EXCERPTED PASSAGE -
Content starts

Thank you all! I hope I didnt leave anyone out. Our doctor is easy going and is not agressively attacking this problem, looking for answers...

To test for:
MONO
WNV? 
Heavy metals
lyme again


----------



## gwithrow (Feb 5, 2005)

we have a friend whose daughter same age, had the same symptoms...finally they did a cat scan...she had a ruptured, encapsulated appendix...didn't show up anywhere else...good luck..


----------



## PinkBat (Jul 15, 2006)

My uneducated guess would be anxiety. A friend of mine ran a low grade fever through most of her time in college. She said she was a nervous wreck. When she graduated the fever went away.


----------



## luvrulz (Feb 3, 2005)

Any abcessed teeth? Bad cavities that haven't been taken care of? My sister was hospitalized because of the fever abd nausea caused by a really bad tooth infection. She was in ICU, as a matter of fact and felt fine except for the nausea and low grade fever. Never even knew her tooth, wisdom tooth in her case, was so bad!


----------



## WindowOrMirror (Jan 10, 2005)

Does she have any other symptoms? Can she not tolerate certain foods? Do her stools change radically in frequency or consistency?

R


----------



## Ark (Oct 5, 2004)

*WindowOrMirror*, no other symptoms besides low grade fever (99.8 is usually the highest), nausea, and diarrhea occasionally. Sometimes I take her temp when she is acting normal, and her temp is normal then - just double checking my thermometer! LOL
_Do her stools change radically in frequency or consistency?_ Not that I know of - the doctor asked her that and she said no. I suppose I could tell her not to flush - just come tell me and I will do it. At this point, that is probably the best thing to do! Thank you!
_Can she not tolerate certain foods? _ No, she seems to be able to eat anything. We eat a very healthy diet - all homecooked meals and almost no sugar. We've been raising almost all our own meat for nearly 3 years.

*luvrulz*, she was at the dentist in early April for a check up and everything was fine. Thanks! 

*pinkbat*, thanks for the idea. We homeschool and homestead. We are home all the time, so I am around her all day every day. She is the happiest kid I ever met! Never depressed, never in a bad mood - so easy going, rarely gets in trouble. It drives her brother crazy that she is so "perfect" (HIS words!) I've asked her if she is worried about anything or depressed, or anxious, but she says no, and I am sure I could tell if she was. 

*gwithrow*, was your friend's daughter having any symptoms other than low grade fever and nausea? Any pain when pressing on the appendix? Yikes.


----------



## Macybaby (Jun 16, 2006)

About the appendix thing, rencently on another forum another young girl just had to have her's removed for the same thing.

Symptoms were similiar, low grade fever and nausea, and no complaining about stomac pain. They figure she had been this way for about a month - took it out and she's recovering fine.

Cathy


----------



## Queen Bee (Apr 7, 2004)

Content ends

Saved entries:
Content starts

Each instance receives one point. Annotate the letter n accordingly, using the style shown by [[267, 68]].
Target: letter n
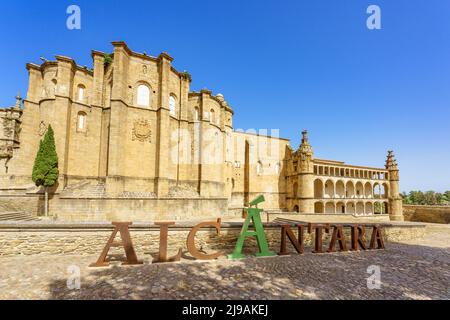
[[358, 237], [377, 238], [122, 228], [298, 244], [337, 236]]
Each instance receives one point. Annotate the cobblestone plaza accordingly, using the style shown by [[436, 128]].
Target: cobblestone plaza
[[413, 269]]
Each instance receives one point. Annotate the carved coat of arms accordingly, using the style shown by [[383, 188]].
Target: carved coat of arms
[[142, 131]]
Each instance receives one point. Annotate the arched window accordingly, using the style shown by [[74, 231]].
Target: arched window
[[81, 122], [277, 168], [196, 114], [81, 93], [259, 168], [212, 116], [172, 105], [143, 95]]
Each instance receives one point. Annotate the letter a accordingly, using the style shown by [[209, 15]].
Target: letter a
[[374, 20], [122, 228], [253, 214], [74, 20]]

Content ends

Quote everything in the thread from "Does she have" down to "do! Thank you!". None of the rows are needed here.

WRITTEN SOLUTION -
Does she have any other symptoms? Can she not tolerate certain foods? Do her stools change radically in frequency or consistency?

R


----------



## Ark (Oct 5, 2004)

*WindowOrMirror*, no other symptoms besides low grade fever (99.8 is usually the highest), nausea, and diarrhea occasionally. Sometimes I take her temp when she is acting normal, and her temp is normal then - just double checking my thermometer! LOL
_Do her stools change radically in frequency or consistency?_ Not that I know of - the doctor asked her that and she said no. I suppose I could tell her not to flush - just come tell me and I will do it. At this point, that is probably the best thing to do! Thank you!